▸ **Passage**:
▽
The Home Office says police recording has improved and victims are feeling more empowered to come forward.

However, Her Majesty’s Inspectorate of Constabulary and Fire & Rescue Services (HMICFRS), the police watchdog, recently published a report stating that stalking and harassment are not being investigated by police consistently or effectively.

It says there is no single definition of the crime, which means “police forces are not consistently identifying stalking and are not protecting victims as a result”.

HMICFRS adds that forces are not using powers under stalking laws to search perpetrators’ homes so investigations are “not as thorough as they could be”.

The watchdog has given the National Police Chiefs’ Council six months to adopt a series of recommendations.

Lucy Hadley, campaigns and public affairs manager at domestic abuse charity Women’s Aid, commented: “It is concerning that police forces are continuing to fall short when it comes to effectively handle stalking and harassment cases and give the appropriate level of support that survivors desperately need.

“It can be a matter of life or death that the police give the right response in stalking cases.”

She urged police leaders to invest in domestic abuse and stalking training.
△
▸ **Extracted records**:
▽
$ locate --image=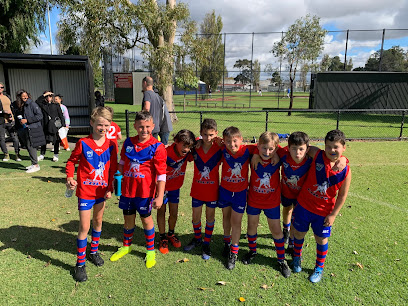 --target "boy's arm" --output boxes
[65,141,82,190]
[323,169,351,226]
[307,146,320,158]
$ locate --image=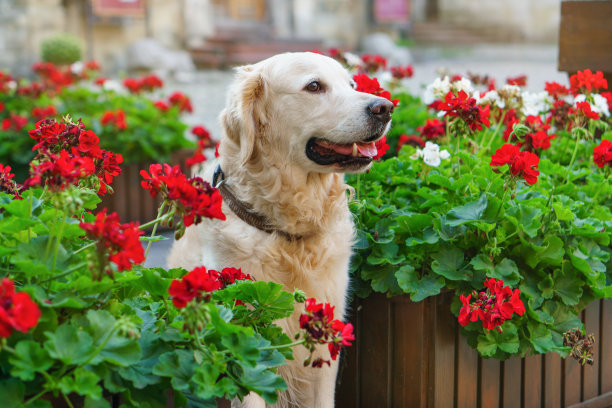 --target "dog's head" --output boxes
[221,52,393,173]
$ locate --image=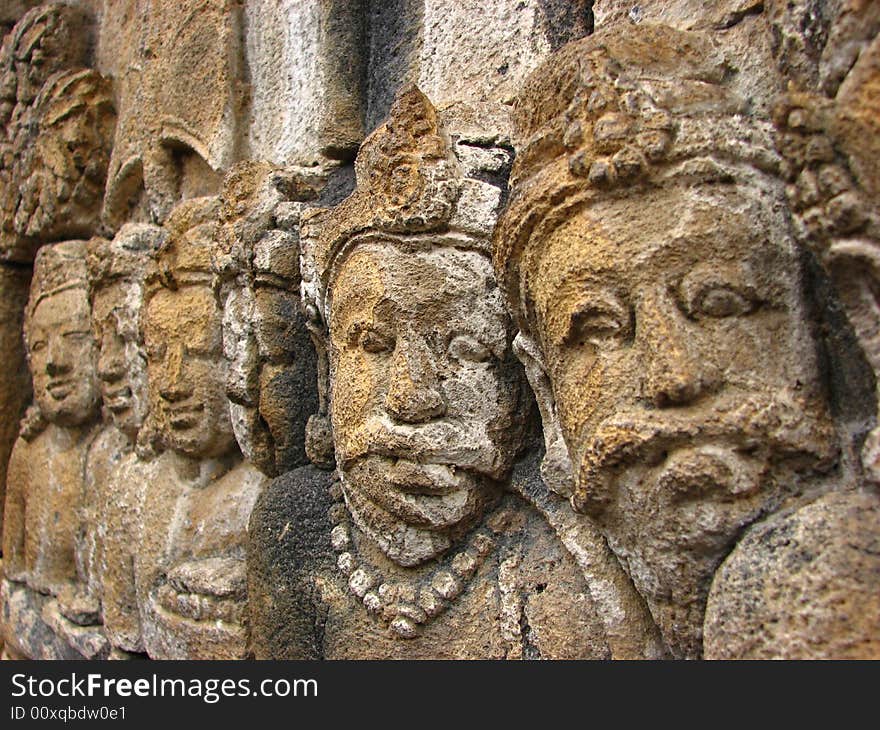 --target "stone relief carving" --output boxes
[217,162,322,476]
[249,87,644,658]
[0,3,115,564]
[3,241,101,658]
[78,223,166,652]
[134,197,264,659]
[0,0,880,659]
[495,25,880,657]
[773,2,880,482]
[103,0,246,227]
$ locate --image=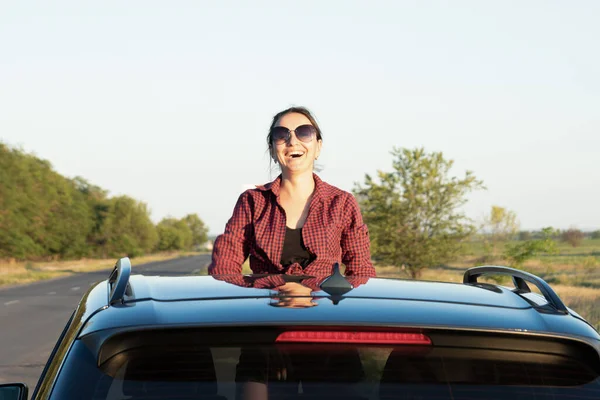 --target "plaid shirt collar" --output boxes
[256,173,325,200]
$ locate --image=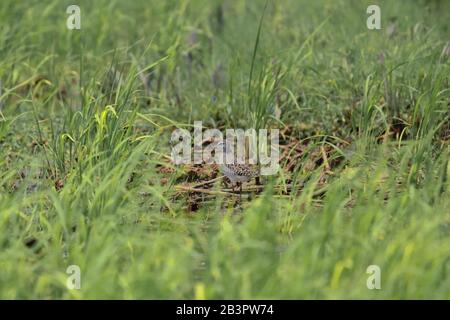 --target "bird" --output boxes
[217,141,259,197]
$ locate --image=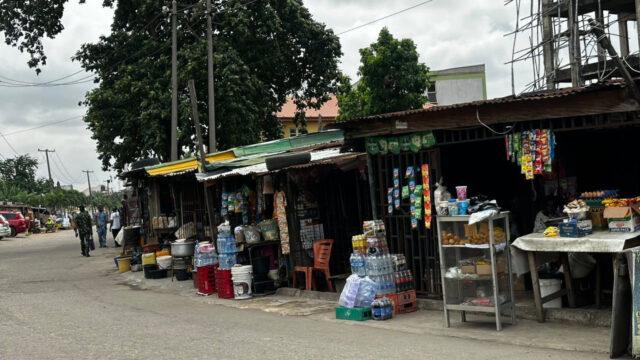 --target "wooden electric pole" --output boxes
[171,0,178,161]
[189,79,216,242]
[207,0,218,152]
[82,170,93,197]
[589,19,640,104]
[38,148,56,184]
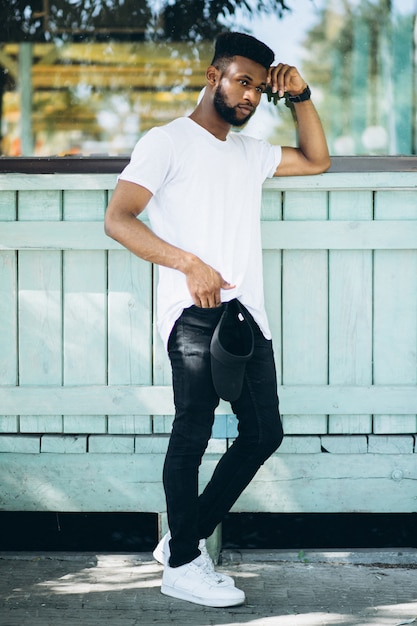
△
▸ **Given request 1**: In the passage on police handling of stalking, rewrite the part from "Lucy Hadley, campaigns" to "survivors desperately need.", substituting "victims" for "survivors".
▸ **Given request 2**: According to the passage on police handling of stalking, how long has the watchdog given the National Police Chiefs' Council to adopt its recommendations?
▸ **Given request 3**: Write the next few sentences of the passage on police handling of stalking, picking up after its final sentence.

▸ **Result 1**:
Lucy Hadley, campaigns and public affairs manager at domestic abuse charity Women’s Aid, commented: “It is concerning that police forces are continuing to fall short when it comes to effectively handle stalking and harassment cases and give the appropriate level of support that victims desperately need.

▸ **Result 2**: Six months.

▸ **Result 3**:
Cleveland Police only brought charges in 5% of the stalking and harassment cases they investigated.

Overall, the force recorded 4,800 cases over the 12-month period. Of those, there were 123 stalking offences.

Women’s Aid has been working with the police on the Make Yourself Heard campaign, on how to safely dial 999 when it is too dangerous to speak.

Assistant Chief Constable Alan Todd, from the NPCC, said: “The police service receives 12 million 999 calls each year and a small, but important number need to use the ‘silent solution’.

“Messages guide you throughout the process and used properly, it is simple, straightforward and helps us to help you.”

Police say a silent emergency call on its own will not bring assistance, however a victim can alert the call handler by coughing, tapping keys or pressing 55.